• [Your task]
Present every line of the listing below as a numbered list, leaving out any blank lines.

━━━━

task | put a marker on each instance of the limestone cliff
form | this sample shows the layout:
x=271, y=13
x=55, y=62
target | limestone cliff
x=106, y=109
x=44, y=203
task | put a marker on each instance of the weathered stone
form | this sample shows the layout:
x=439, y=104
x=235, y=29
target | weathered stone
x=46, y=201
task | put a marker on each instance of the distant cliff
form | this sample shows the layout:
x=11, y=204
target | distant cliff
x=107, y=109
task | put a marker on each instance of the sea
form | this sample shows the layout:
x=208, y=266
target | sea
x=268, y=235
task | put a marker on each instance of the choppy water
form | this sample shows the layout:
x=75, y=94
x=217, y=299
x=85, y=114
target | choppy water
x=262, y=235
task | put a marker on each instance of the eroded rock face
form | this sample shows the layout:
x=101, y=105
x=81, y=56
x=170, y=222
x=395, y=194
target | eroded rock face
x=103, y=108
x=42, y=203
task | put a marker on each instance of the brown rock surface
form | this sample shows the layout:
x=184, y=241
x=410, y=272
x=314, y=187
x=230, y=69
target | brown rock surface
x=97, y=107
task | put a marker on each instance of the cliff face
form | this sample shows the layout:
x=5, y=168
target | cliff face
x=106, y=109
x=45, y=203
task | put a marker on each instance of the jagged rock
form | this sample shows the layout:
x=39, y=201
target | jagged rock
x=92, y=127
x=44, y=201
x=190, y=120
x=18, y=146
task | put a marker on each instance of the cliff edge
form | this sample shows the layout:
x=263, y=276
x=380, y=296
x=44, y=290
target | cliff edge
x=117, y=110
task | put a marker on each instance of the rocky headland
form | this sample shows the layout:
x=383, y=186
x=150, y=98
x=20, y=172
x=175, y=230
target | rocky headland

━━━━

• [Task output]
1. task | put a marker on each instance of the limestone cliff
2. form | this sample shows the layout:
3. x=271, y=13
4. x=55, y=62
5. target | limestone cliff
6. x=106, y=109
7. x=44, y=203
8. task | put a marker on each instance of the weathered stone
9. form | this sample shows the layout:
10. x=439, y=104
11. x=235, y=29
12. target | weathered stone
13. x=46, y=201
14. task | put a marker on each instance of the distant cliff
15. form | this sample shows the layout:
16. x=11, y=204
17. target | distant cliff
18. x=107, y=109
19. task | put a marker on each instance of the sea
20. form | this sample shows the layout:
21. x=208, y=266
22. target | sea
23. x=268, y=235
24. task | put a marker on each instance of the choppy water
25. form | this sample shows the layout:
26. x=75, y=94
27. x=217, y=299
28. x=85, y=114
29. target | choppy water
30. x=262, y=235
31. task | put a marker on each instance of the eroded rock face
32. form | this sample shows the layout:
33. x=101, y=105
34. x=81, y=56
35. x=170, y=222
36. x=395, y=194
37. target | eroded rock face
38. x=103, y=108
39. x=42, y=203
40. task | put a marker on each instance of the brown rock surface
41. form | this sample shows the layout:
42. x=184, y=241
43. x=410, y=272
44. x=314, y=187
45. x=230, y=69
46. target | brown rock surface
47. x=97, y=107
48. task | put a marker on each instance of the cliff face
49. form | this sample shows the layout:
50. x=5, y=168
51. target | cliff face
52. x=106, y=109
53. x=45, y=203
54. task | put a marker on each instance of the jagged rock
55. form | this sample shows the layout:
56. x=39, y=201
57. target | jagged rock
58. x=92, y=127
59. x=44, y=201
60. x=190, y=120
61. x=18, y=146
62. task | put a marker on each instance of the cliff edge
63. form | this sample shows the layout:
64. x=263, y=276
65. x=380, y=296
66. x=44, y=290
67. target | cliff edge
68. x=117, y=110
69. task | put a marker on each instance of the rocky headland
70. form | this sample shows the layout:
71. x=383, y=186
72. x=150, y=98
73. x=20, y=172
74. x=175, y=230
75. target | rocky headland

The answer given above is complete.